_Goal_
Show every line of the listing below that contains the string "cactus", copied in full.

_Data shown_

────────

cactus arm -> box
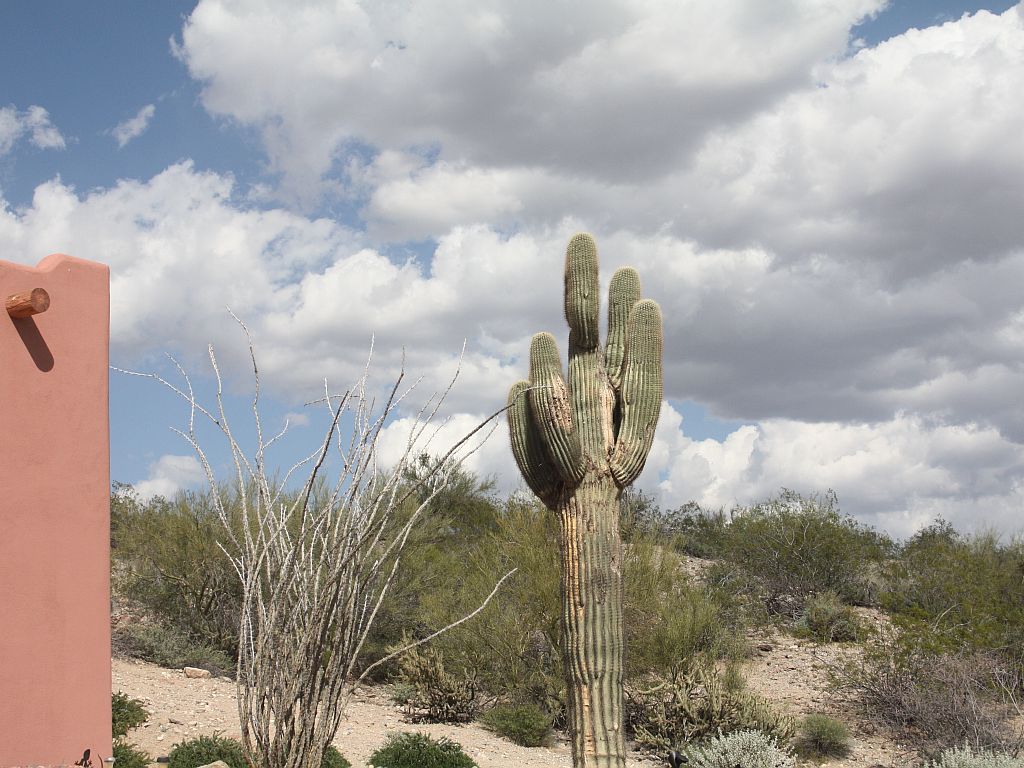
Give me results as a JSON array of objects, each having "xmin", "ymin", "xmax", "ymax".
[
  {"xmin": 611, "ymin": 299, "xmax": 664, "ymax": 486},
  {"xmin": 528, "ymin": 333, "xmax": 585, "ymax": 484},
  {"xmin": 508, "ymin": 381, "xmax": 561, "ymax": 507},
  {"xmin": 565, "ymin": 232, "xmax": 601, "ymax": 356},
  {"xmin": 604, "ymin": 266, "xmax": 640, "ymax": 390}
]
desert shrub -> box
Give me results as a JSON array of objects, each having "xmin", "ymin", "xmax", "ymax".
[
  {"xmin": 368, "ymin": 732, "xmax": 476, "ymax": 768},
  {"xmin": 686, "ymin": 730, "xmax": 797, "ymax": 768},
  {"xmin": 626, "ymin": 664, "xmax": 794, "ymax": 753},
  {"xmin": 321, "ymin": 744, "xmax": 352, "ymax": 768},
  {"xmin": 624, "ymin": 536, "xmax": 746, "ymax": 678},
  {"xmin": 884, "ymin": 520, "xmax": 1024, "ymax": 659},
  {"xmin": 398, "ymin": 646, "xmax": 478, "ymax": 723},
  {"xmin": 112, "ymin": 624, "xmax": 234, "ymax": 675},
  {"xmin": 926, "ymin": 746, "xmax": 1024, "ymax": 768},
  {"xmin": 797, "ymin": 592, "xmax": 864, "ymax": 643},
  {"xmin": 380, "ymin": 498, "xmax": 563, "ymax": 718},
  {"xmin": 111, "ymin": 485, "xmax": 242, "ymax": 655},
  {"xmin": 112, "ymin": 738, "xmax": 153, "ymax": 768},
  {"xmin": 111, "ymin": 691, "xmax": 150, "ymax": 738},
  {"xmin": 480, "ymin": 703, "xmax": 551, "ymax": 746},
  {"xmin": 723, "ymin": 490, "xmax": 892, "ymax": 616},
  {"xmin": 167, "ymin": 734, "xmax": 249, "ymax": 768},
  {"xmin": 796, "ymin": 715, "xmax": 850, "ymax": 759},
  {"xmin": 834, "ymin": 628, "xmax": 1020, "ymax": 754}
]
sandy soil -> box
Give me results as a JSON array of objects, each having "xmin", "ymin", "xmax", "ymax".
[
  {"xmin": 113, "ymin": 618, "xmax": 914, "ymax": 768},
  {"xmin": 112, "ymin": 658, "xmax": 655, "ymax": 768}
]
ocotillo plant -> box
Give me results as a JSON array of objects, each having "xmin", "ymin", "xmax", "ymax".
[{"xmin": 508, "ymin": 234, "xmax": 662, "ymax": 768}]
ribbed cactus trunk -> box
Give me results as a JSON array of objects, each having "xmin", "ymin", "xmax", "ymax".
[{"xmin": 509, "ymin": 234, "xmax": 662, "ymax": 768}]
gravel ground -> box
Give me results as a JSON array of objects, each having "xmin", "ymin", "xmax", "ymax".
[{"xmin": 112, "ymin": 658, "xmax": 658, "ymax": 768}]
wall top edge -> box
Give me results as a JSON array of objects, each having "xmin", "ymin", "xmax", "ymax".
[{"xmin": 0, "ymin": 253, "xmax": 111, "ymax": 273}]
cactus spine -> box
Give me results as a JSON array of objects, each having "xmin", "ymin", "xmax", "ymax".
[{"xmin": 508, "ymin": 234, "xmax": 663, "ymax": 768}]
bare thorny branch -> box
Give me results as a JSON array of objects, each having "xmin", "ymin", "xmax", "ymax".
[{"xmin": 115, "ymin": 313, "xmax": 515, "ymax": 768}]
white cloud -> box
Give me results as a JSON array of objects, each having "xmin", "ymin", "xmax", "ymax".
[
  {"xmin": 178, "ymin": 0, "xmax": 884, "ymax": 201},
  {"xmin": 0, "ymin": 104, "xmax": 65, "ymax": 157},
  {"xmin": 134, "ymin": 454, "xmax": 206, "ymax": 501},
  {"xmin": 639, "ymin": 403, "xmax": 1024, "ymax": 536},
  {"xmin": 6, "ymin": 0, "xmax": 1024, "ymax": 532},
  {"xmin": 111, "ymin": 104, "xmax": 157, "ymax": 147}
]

────────

_The answer_
cactus arm -> box
ribbed cactus trunk -> box
cactus spine -> box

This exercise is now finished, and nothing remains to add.